### Work required
Rewrite everything from the line containing "the blue t-shirt?" down to the line containing "[[[251,110],[256,110],[256,98],[252,99],[250,108]]]", substituting "even-odd fill rule" for "even-odd rule" and keeping all else the same. Leave the pictures out.

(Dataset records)
□ □ □ □ □ □ □

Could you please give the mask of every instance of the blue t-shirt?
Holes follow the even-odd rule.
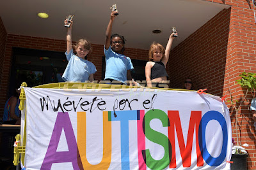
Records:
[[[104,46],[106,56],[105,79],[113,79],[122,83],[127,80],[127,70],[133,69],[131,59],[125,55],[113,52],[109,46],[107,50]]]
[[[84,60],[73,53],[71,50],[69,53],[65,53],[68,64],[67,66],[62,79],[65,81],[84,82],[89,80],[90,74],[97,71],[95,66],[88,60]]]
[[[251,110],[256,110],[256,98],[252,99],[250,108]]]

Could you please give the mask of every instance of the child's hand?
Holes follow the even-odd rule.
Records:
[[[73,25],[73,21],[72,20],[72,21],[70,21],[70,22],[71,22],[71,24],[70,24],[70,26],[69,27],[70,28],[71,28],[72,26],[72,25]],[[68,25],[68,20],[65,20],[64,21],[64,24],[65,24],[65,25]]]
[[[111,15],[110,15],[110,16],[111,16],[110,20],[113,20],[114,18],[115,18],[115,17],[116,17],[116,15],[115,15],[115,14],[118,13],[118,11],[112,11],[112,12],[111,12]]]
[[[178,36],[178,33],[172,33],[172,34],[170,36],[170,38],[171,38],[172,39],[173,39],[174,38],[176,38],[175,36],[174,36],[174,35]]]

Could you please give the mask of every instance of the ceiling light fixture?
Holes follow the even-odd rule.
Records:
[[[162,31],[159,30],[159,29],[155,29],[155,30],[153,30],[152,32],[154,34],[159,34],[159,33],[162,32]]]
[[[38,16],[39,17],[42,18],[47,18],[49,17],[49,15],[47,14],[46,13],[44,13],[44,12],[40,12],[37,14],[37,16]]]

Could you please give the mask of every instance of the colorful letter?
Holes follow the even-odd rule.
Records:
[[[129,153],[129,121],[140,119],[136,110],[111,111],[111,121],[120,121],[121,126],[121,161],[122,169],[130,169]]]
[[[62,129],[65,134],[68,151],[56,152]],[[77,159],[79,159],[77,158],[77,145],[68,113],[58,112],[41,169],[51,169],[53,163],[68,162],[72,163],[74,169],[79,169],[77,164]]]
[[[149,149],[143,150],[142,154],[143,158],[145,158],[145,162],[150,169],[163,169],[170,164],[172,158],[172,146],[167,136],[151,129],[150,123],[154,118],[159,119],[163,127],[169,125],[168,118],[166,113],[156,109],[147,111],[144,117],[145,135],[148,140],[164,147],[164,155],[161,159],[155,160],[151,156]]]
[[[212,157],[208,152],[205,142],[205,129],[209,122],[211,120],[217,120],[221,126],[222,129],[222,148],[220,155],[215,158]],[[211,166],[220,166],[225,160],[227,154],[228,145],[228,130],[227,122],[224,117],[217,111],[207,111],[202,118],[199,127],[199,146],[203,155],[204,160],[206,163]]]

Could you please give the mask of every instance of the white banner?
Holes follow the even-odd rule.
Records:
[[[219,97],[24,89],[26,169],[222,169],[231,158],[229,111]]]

□ □ □ □ □ □ □

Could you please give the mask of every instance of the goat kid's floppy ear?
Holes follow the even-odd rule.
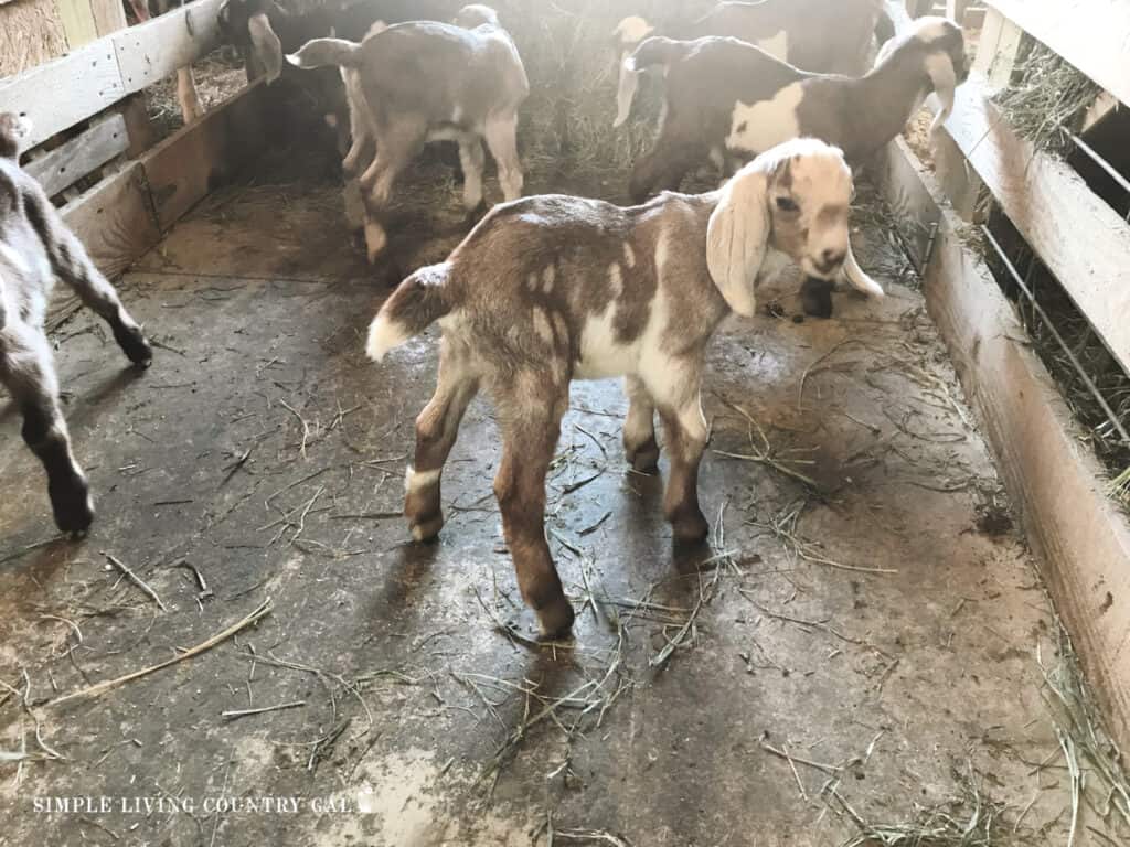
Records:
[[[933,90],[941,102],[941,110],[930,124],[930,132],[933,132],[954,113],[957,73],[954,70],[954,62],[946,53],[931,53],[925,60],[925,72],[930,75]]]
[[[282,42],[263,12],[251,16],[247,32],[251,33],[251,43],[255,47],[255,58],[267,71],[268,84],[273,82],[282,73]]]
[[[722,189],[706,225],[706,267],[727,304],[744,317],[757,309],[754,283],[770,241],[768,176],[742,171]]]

□ □ □ □ □ □ □

### Result
Could you please give the mask of every instance of the blue t-shirt?
Holes follow the even-odd fill rule.
Records:
[[[104,46],[106,56],[105,79],[113,79],[122,83],[127,80],[127,70],[133,69],[131,59],[125,55],[113,52],[109,46],[107,50]]]
[[[84,60],[73,53],[71,50],[69,53],[65,53],[68,64],[67,66],[62,79],[65,81],[84,82],[89,80],[90,74],[97,71],[95,66],[88,60]]]
[[[251,110],[256,110],[256,98],[252,99],[250,108]]]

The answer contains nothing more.